*DO THIS*
Count the lines of the material below that contain the word "following", and reply with only that number.

^^^^^^^^

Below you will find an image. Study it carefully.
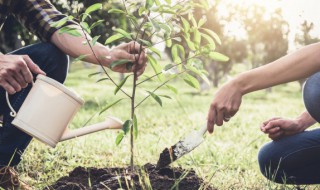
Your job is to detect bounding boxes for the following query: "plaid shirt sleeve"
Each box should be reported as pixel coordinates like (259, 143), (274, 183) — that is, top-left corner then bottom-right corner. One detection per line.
(12, 0), (76, 41)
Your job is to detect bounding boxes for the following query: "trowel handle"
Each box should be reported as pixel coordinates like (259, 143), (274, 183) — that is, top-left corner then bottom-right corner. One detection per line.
(198, 125), (207, 136)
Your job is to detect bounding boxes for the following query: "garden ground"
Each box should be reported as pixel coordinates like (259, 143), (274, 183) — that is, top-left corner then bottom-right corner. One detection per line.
(13, 64), (320, 189)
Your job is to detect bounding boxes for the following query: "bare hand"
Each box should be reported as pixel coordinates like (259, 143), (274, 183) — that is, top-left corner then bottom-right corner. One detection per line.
(260, 117), (305, 140)
(0, 55), (45, 94)
(207, 81), (242, 133)
(105, 41), (147, 76)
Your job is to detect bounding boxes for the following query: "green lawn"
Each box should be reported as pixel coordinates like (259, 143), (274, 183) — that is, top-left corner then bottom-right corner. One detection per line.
(19, 64), (317, 189)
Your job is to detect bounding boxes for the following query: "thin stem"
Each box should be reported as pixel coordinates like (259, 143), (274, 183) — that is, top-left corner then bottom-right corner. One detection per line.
(79, 25), (131, 98)
(152, 35), (180, 46)
(137, 54), (200, 86)
(122, 0), (138, 31)
(152, 0), (186, 20)
(135, 70), (187, 108)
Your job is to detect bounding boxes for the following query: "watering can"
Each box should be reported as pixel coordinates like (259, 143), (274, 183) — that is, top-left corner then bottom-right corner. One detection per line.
(6, 75), (123, 148)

^^^^^^^^

*FINAL ANSWER*
7